**YOUR TASKS**
A – Update the passage about Edgewater Primary School and the Lord’s Prayer by replacing "survey" with "questionnaire". Begin at the words "A survey sent" and stop after "sectarian religious creeds.".
B – Write what follows the final sentence of the article about Edgewater Primary School ending the Lord’s Prayer at assemblies.

**TEXT PROVIDED**
***

Complaints by devotees of the new atheism in Australia have beaten back the Lord’s Prayer from the public square. A primary school in Perth’s northern suburbs has ended the reciting of the Lord’s Prayer before school assemblies after some parents complained that it violated the law by promoting religious belief over non-belief.

On 20 September, Edgewater Primary School principal Julie Tombs wrote to parents announcing the cessation of prayers after 25 years, after a survey of parents indicated that some were opposed to the practice.

“We acknowledge that of the parents who did respond to the survey, many wanted to retain the Lord’s Prayer and it is right that we continue to recite it at culturally appropriate times such as Christmas and Easter, as part of our educational programme,” Mrs Tombs said in a statement.

“However, at this school we have students from a range of backgrounds and it is important to consider all views and not promote one set of religious beliefs and practices over another.”

A survey sent by the school to parents found that a small minority were offended by their children having to recite the Lord’s Prayer once every two weeks. Parents who enrol their children at the school had been informed that recital of the Lord’s Prayer was part of the school assembly programme.

The complaints to the school, which is in an area with few religious minorities, arose from parents who opposed any prayer. While only 36 per cent of the parents responded to the survey and of that group only a minority were opposed to the prayers, Mrs Tombs stated the argument that Western Australia Education Act forbade state schools from fostering sectarian religious creeds.

***

**DATA FOR REVIEW**

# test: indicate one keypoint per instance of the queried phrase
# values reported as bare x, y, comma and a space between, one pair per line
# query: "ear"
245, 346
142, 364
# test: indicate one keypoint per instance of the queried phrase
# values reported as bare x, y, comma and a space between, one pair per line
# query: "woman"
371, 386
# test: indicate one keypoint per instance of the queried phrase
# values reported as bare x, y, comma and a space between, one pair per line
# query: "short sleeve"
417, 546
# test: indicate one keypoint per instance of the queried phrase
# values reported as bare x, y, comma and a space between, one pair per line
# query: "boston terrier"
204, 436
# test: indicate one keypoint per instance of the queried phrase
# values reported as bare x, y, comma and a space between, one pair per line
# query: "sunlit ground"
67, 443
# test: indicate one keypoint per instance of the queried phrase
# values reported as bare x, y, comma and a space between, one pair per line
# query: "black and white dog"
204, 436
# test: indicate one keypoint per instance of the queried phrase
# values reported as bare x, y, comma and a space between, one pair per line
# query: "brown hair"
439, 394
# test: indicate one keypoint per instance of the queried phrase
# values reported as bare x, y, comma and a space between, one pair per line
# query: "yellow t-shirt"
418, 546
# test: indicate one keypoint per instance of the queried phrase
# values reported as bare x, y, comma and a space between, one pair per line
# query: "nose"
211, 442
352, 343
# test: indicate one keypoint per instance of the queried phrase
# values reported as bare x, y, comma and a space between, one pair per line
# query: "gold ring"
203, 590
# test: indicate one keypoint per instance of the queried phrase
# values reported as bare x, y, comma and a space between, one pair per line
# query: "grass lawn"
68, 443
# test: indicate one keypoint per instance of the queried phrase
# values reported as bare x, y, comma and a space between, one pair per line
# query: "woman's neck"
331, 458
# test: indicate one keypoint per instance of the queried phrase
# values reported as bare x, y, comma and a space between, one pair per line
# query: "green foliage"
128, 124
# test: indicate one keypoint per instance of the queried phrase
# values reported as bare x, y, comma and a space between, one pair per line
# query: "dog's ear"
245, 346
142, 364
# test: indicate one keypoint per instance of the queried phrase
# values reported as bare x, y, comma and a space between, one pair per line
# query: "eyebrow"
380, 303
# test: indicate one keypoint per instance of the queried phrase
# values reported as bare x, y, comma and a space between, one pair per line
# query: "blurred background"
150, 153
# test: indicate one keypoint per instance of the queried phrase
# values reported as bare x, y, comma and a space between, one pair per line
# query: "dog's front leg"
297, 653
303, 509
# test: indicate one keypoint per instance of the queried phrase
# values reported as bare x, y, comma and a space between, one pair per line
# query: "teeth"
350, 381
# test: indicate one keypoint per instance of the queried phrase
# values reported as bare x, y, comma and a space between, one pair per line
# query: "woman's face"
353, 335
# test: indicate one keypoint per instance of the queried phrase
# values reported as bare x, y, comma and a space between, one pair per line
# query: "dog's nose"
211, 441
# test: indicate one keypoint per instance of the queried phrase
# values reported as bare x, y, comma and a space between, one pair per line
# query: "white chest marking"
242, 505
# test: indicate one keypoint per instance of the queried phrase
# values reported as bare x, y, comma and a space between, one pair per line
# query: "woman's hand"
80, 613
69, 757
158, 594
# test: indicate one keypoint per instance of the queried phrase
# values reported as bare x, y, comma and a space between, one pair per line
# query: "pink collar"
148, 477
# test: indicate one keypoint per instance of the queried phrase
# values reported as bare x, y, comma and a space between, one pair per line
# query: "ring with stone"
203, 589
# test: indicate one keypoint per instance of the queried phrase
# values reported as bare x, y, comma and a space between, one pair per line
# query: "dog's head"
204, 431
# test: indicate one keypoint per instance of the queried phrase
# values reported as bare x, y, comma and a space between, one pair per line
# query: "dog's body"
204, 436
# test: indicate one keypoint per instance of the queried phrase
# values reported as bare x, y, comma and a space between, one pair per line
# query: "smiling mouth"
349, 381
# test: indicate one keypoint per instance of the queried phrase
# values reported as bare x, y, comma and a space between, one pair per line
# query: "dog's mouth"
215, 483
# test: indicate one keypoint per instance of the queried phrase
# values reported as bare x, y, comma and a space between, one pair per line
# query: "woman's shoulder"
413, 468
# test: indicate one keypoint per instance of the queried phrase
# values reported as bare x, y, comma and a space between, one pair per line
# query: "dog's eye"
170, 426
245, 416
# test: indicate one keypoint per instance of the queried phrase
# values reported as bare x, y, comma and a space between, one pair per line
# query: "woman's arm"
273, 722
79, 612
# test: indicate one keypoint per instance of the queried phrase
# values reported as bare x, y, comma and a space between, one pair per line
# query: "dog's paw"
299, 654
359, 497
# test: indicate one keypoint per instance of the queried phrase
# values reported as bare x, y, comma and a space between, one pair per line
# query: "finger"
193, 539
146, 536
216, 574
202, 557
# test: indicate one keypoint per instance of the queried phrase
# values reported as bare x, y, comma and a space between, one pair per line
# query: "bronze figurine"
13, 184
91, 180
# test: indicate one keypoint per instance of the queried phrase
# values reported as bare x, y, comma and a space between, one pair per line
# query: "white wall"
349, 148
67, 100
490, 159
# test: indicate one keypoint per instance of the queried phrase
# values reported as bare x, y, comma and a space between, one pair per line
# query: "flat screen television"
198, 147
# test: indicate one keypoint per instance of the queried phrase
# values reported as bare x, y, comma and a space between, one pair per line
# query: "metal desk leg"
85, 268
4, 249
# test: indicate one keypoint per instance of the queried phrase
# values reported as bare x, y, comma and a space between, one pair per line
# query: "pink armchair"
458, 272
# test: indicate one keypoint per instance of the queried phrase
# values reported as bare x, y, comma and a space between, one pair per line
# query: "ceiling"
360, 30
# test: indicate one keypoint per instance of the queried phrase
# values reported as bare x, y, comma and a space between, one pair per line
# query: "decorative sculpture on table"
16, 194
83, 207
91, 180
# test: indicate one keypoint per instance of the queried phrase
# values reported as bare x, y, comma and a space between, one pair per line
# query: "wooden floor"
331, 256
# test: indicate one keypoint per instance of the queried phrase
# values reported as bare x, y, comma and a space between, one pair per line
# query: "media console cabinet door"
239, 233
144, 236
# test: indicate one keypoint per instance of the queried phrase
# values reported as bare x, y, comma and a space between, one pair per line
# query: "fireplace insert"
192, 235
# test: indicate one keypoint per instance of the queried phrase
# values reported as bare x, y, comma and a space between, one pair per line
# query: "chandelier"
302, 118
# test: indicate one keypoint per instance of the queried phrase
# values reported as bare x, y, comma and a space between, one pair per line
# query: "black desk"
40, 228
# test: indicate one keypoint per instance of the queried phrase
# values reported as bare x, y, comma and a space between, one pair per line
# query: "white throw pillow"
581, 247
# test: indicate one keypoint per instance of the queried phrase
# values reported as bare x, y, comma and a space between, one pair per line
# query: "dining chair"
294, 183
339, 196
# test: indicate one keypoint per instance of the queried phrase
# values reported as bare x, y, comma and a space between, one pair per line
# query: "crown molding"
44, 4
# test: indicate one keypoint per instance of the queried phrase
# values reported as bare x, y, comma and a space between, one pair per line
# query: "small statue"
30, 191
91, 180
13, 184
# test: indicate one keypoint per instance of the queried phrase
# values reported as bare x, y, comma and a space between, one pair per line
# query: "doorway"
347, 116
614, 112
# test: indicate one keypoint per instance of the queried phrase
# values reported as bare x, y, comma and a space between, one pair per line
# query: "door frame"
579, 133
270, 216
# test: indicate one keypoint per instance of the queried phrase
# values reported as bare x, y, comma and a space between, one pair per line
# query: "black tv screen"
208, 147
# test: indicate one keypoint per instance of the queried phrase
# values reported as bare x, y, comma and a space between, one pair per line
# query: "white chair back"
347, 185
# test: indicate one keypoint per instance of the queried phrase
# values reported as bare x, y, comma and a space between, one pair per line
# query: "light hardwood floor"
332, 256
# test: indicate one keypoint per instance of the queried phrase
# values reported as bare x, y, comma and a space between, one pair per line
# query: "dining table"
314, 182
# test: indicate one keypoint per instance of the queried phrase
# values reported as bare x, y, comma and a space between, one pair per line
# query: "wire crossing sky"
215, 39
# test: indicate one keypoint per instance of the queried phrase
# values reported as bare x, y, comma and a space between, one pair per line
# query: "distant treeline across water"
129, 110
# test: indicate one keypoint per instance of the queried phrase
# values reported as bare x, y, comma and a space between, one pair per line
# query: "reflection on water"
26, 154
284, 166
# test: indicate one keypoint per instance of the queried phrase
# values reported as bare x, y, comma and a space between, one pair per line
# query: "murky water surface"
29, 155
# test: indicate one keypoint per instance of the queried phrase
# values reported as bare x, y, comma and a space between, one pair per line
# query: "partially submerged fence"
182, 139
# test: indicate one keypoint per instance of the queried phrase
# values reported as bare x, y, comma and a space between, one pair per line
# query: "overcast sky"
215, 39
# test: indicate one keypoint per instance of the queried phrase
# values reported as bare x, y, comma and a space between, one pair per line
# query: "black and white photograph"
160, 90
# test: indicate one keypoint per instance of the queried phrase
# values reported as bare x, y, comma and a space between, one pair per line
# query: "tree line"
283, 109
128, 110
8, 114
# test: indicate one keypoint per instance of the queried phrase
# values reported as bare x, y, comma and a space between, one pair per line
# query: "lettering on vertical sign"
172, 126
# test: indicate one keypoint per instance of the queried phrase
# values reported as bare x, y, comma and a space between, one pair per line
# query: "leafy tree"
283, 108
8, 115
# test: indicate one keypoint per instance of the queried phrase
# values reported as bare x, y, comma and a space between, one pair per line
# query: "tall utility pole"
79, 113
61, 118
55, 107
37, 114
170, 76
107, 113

***

**ANSWERS PROVIDED**
A –
A questionnaire sent by the school to parents found that a small minority were offended by their children having to recite the Lord’s Prayer once every two weeks. Parents who enrol their children at the school had been informed that recital of the Lord’s Prayer was part of the school assembly programme.

The complaints to the school, which is in an area with few religious minorities, arose from parents who opposed any prayer. While only 36 per cent of the parents responded to the questionnaire and of that group only a minority were opposed to the prayers, Mrs Tombs stated the argument that Western Australia Education Act forbade state schools from fostering sectarian religious creeds.

B –
WA Premier Colin Barnett told the AAP that “WA is basically a Christian-based community and I think its desirable to have the Lord’s Prayer said.”

However, the “decision rests at the school level. Certainly schools can, and I would encourage them to, have the Lord’s Prayer.”

The Very Rev John Shepherd, the Dean of Perth, concurred, saying there was a place for the Lord’s Prayer in a multi-faith environment at government schools.

“I think there is a place [for the Lord’s Prayer], just as there is a place for exposing children to the full knowledge of other faiths,” Dr Shepherd said, adding “it does embody values to which we all ascribe.”

One mother interviewed by Nine News as she picked her children up from school summarized the complaints as being “ridiculous” for giving a vocal minority control over public life.